* [Data for processing]
=== Begin Enclosure ===

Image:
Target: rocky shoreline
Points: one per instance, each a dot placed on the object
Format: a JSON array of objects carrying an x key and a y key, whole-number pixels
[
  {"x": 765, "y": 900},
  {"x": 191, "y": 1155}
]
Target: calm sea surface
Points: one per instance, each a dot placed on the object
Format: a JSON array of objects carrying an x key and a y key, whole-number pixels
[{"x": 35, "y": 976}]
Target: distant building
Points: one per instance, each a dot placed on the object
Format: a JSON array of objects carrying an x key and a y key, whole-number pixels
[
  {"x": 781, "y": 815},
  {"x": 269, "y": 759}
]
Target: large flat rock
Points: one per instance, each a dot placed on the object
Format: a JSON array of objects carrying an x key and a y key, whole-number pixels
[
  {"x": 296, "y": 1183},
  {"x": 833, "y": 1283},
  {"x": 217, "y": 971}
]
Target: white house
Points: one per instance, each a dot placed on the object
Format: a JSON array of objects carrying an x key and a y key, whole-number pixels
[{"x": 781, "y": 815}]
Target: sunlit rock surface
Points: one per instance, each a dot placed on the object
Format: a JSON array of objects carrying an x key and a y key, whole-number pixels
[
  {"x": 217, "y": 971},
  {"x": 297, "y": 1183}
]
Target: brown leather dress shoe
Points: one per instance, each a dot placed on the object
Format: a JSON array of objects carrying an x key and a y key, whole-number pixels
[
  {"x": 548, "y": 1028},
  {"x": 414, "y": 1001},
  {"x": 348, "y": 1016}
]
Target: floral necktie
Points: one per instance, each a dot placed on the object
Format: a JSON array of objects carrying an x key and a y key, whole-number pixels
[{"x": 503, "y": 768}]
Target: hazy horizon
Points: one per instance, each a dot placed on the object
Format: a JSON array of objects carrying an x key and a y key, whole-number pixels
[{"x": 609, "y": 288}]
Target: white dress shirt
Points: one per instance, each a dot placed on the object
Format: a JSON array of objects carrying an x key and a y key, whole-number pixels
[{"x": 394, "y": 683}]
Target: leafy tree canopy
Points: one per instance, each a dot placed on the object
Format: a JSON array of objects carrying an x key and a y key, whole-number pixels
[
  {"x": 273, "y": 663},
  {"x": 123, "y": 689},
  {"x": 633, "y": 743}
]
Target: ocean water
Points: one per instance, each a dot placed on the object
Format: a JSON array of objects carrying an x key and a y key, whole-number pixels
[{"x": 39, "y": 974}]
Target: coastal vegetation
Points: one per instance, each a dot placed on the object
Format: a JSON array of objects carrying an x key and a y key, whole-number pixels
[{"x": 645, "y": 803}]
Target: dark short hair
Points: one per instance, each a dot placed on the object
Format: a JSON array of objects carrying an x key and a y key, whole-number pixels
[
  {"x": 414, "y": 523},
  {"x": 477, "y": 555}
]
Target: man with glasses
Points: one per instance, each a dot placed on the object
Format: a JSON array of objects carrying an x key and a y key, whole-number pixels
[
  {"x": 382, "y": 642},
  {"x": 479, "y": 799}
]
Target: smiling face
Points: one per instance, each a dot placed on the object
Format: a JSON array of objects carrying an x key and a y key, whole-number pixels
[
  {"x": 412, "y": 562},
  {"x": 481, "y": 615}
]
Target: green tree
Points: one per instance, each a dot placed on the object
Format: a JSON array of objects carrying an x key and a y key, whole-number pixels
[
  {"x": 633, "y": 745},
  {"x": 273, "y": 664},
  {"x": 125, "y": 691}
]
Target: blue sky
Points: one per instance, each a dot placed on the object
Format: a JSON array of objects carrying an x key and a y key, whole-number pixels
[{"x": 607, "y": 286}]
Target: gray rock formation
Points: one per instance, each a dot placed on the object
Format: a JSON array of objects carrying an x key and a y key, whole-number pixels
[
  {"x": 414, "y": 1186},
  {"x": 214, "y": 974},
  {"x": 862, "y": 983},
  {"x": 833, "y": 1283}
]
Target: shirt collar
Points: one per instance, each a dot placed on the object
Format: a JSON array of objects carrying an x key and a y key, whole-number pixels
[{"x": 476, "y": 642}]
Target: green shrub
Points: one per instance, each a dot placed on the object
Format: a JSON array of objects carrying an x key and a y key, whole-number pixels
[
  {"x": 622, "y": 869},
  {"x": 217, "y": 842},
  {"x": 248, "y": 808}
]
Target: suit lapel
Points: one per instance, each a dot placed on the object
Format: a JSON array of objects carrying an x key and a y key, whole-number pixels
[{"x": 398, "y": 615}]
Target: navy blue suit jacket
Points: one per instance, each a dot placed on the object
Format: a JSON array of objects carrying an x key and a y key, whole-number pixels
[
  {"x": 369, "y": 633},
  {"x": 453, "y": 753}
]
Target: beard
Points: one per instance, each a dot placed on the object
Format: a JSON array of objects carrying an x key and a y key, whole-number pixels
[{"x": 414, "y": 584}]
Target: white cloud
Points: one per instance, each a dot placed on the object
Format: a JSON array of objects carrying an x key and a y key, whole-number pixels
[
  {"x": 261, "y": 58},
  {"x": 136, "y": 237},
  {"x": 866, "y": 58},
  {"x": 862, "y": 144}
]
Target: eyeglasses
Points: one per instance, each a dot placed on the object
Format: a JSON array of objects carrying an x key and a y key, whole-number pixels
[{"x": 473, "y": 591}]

=== End Enclosure ===

* [Action item] All of the data above needs to be retyped exactly, with each line as it stands.

* [Response]
Image:
Target: rocky shoreline
Points: one per instance, each a dot placed on the object
Format: a JSON array of objects carrying an x key and a y key, whole-number pixels
[
  {"x": 765, "y": 900},
  {"x": 191, "y": 1155}
]
Target: calm sea surface
Points: one per instance, each a dot placed on the object
Format: a JSON array of objects carrying an x key and a y key, whole-number pixels
[{"x": 35, "y": 976}]
Target: distant building
Points: one per instance, each a dot placed on the object
Format: a JSON array of objects carrying an x key and a y key, whole-number pixels
[
  {"x": 781, "y": 815},
  {"x": 269, "y": 759}
]
Target: large flat rock
Points: one per instance, each a dot placed on the object
Format: a JSON array of objects carrying an x key and a y key, whole-number pixels
[
  {"x": 296, "y": 1183},
  {"x": 833, "y": 1283},
  {"x": 217, "y": 971}
]
Target: white house
Points: one per instance, each a dot placed on the object
Format: a JSON array of objects carrying an x key and a y key, whole-number pixels
[{"x": 781, "y": 815}]
Target: sunlit rock surface
Points: one per instance, each a dot placed on the object
Format: a JSON array of objects carrying an x key and a y key, whole-number pixels
[
  {"x": 217, "y": 971},
  {"x": 297, "y": 1183}
]
Target: brown leather dress shoe
Points: one per instance, each a dot placed on the object
Format: a JSON array of objects carrying an x key and a y key, whole-number pixels
[
  {"x": 548, "y": 1028},
  {"x": 414, "y": 1001},
  {"x": 348, "y": 1016}
]
Target: floral necktie
Points: one per instance, each a dot placed on the object
Format: a JSON array of objects carrying an x key and a y key, whole-number pixels
[{"x": 503, "y": 768}]
Target: hazy horizon
Points: one per instance, each a dot placed on the object
Format: a JSON array of objects carrying an x key and a y key, whole-number pixels
[{"x": 609, "y": 288}]
Target: white dress shirt
Points: one per instance, each a dot placed on the object
Format: a JSON array of objects carrying an x key and a y key, whole-number pixels
[{"x": 394, "y": 683}]
Target: leafy tree canopy
Points: one per instance, each a dot placed on the object
Format: a JSON array of objects carrying an x key and a y key, whole-number pixels
[
  {"x": 273, "y": 663},
  {"x": 123, "y": 689},
  {"x": 633, "y": 743}
]
Target: ocean water
Points: one per instance, each a dot placed on the object
Format: a JSON array of objects carrying an x key and a y key, whole-number pixels
[{"x": 39, "y": 974}]
Target: coastal vegetation
Points: one per instance, each a dot placed on the object
Format: a JSON array of objects carrying an x key and a y key, whole-number pixels
[{"x": 645, "y": 803}]
Target: dark short hair
Points: one per instance, each a dot placed on the object
Format: a JSON array of objects carrying an x key and a y key, whole-number pixels
[
  {"x": 414, "y": 523},
  {"x": 477, "y": 555}
]
Target: man with glasses
Points: one per instance, each a dot placed on the object
Format: a JSON array of objects carrying an x key and a y key, whole-number pixels
[
  {"x": 382, "y": 642},
  {"x": 479, "y": 799}
]
Target: smiling face
Points: one per instance, each a dot placed on the object
Format: a JSON array of objects carrying an x key and a y key, whole-number pixels
[
  {"x": 412, "y": 562},
  {"x": 481, "y": 615}
]
Target: green tree
Points: one per instance, each a dot placed on the object
Format: a JSON array of objects carrying an x key and a y key, whole-number pixels
[
  {"x": 633, "y": 745},
  {"x": 273, "y": 664},
  {"x": 125, "y": 691}
]
Target: blue sky
Points: one per instance, each a dot placed on the object
Format: a JSON array of objects carrying an x key and a y key, whole-number pixels
[{"x": 607, "y": 286}]
Target: gray rock formation
Points: one per instance, each a dot placed on the object
Format: a JSON array of objects carrying an x key and a y key, whole-number pixels
[
  {"x": 414, "y": 1186},
  {"x": 214, "y": 974},
  {"x": 862, "y": 983},
  {"x": 833, "y": 1283}
]
Target: shirt collar
Points: one per instance, each a dot placed on the object
Format: a JSON array of objects carrying an x key and a y key, whole-number pixels
[{"x": 476, "y": 642}]
Target: green shrub
Points: one per instance, each a dot placed on the object
Format: a JSON array of objects carrying an x key and a y key, whole-number pixels
[
  {"x": 622, "y": 869},
  {"x": 217, "y": 842},
  {"x": 248, "y": 808}
]
Target: suit lapel
Points: one per instance, each a dot placed on the object
Format: a JSON array of objects carrying an x key and a y key, whole-number pixels
[{"x": 398, "y": 615}]
Target: navy blue suit jacket
Points: one per instance, each a dot placed on the object
Format: a JSON array of objects carrying an x key and a y key, whole-number pixels
[
  {"x": 369, "y": 633},
  {"x": 453, "y": 753}
]
Target: beard
Points: one per instance, each a dot placed on the object
Format: a JSON array of objects carrying an x key and a y key, whole-number pixels
[{"x": 414, "y": 584}]
Target: white cloud
Points: one per instance, each a dot placed on the object
Format: a JSON array of objects carrying an x key and a y key, whole-number pixels
[
  {"x": 261, "y": 58},
  {"x": 136, "y": 237},
  {"x": 866, "y": 58},
  {"x": 862, "y": 144}
]
Target: eyeglasses
Points: one per instance, each a dot placed on the object
Format: a JSON array of objects carrying an x key and a y key, whole-number pixels
[{"x": 473, "y": 591}]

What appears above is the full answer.